### DATASET ENTRIES
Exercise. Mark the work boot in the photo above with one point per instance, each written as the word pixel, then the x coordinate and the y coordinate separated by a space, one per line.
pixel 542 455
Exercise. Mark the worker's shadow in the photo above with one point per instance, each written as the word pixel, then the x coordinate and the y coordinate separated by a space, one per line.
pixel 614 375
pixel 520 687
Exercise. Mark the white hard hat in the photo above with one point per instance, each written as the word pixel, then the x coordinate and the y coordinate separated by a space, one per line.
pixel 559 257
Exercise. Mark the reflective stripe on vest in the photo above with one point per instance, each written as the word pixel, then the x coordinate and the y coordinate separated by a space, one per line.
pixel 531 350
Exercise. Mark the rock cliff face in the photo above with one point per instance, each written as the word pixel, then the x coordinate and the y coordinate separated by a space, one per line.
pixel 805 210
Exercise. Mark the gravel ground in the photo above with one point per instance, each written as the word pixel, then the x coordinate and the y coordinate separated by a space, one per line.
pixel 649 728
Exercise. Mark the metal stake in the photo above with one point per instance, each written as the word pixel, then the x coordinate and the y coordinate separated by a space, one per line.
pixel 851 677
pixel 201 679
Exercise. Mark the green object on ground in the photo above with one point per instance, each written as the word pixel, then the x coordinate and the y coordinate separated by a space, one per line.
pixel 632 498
...
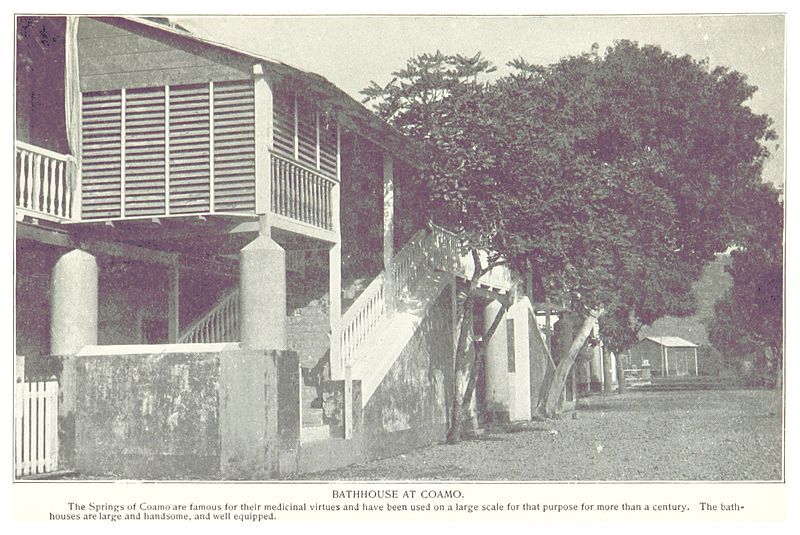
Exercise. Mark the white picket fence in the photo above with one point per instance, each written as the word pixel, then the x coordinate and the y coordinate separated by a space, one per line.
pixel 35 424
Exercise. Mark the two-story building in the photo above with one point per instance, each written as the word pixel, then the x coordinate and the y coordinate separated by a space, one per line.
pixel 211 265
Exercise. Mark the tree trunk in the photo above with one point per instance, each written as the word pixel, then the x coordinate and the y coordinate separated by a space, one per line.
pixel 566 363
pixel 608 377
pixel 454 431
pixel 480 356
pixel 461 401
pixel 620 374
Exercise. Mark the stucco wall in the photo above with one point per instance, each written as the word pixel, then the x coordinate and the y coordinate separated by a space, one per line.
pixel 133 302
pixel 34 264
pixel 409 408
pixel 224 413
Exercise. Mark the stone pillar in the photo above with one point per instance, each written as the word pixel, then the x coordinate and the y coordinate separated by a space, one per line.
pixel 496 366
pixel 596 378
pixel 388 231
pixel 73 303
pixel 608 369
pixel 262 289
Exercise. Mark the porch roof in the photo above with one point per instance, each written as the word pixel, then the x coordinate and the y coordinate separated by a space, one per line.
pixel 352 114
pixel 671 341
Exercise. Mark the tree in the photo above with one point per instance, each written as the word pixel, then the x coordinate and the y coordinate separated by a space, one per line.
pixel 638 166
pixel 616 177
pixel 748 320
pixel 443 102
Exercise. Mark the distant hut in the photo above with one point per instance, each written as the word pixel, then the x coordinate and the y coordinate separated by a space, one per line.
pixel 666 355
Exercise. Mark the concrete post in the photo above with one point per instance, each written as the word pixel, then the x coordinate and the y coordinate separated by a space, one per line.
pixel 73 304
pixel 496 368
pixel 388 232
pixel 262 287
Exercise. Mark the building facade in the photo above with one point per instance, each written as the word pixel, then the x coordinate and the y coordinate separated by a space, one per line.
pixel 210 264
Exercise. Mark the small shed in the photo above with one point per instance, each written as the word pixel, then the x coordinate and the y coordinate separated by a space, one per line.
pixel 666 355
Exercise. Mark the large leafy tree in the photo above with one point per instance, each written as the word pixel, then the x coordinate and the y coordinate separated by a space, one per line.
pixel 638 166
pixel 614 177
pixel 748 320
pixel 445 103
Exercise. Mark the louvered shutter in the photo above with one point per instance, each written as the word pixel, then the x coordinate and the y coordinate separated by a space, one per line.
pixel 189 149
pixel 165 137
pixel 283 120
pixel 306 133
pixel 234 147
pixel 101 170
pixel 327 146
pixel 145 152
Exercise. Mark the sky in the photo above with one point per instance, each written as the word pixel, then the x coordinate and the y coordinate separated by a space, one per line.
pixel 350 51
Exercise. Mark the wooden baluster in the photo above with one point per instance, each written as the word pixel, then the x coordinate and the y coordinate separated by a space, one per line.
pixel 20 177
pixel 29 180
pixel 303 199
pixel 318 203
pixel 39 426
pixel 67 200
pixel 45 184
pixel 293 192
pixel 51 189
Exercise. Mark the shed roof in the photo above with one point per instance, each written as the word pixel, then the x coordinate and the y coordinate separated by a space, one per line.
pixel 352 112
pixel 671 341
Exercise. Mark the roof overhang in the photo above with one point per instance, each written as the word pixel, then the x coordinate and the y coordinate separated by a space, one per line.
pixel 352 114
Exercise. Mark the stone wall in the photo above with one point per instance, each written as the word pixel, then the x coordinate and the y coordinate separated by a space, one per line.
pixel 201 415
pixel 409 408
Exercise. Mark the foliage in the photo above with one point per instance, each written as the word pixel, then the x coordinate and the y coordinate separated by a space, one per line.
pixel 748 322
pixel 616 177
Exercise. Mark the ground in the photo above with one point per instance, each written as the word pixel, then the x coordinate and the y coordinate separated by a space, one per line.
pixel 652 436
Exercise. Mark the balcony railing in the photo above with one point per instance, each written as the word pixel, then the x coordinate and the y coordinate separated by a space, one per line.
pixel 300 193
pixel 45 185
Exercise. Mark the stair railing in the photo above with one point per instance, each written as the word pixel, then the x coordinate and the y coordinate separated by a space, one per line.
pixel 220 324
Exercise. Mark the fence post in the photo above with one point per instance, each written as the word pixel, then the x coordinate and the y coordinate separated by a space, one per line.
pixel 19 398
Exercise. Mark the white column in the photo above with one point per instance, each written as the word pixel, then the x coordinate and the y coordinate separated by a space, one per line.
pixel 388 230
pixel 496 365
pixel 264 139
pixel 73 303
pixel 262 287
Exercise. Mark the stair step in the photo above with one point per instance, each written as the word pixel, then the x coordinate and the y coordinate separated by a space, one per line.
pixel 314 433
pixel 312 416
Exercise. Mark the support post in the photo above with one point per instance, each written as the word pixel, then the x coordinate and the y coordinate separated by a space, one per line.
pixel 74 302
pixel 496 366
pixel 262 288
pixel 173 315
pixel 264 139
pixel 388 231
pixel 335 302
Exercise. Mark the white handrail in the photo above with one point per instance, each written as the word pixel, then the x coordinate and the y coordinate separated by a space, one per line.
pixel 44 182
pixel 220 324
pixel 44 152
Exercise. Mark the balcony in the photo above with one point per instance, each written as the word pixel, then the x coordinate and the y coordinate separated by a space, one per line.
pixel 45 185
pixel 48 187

### EXERCISE OBJECTIVE
Lay out the lines starting at the one containing "Exercise. Mark the worker's" and ending at the one containing "pixel 649 728" as a JSON list of strings, one string per line, leaving out blank lines.

### RESULT
[
  "Exercise. Mark the worker's shadow in the photo above with one point per instance, each written as the word pixel, then the x coordinate and the y coordinate separated by a space, one per line.",
  "pixel 614 375",
  "pixel 520 687",
  "Exercise. Mark the white hard hat in the photo above with one point per instance, each written as the word pixel, then the x coordinate and the y coordinate separated by a space, one per line.",
  "pixel 559 257",
  "Exercise. Mark the reflective stripe on vest in the photo above with one point per instance, each written as the word pixel, then the x coordinate and the y coordinate separated by a space, one per line.",
  "pixel 531 350",
  "Exercise. Mark the rock cliff face in the photo above with one point per instance, each written as the word pixel, then the x coordinate and the y coordinate separated by a space, one per line.",
  "pixel 805 210",
  "Exercise. Mark the gravel ground in the photo above with one point per instance, each written as the word pixel, then the x coordinate and the y coordinate separated by a space, one per line.",
  "pixel 649 728"
]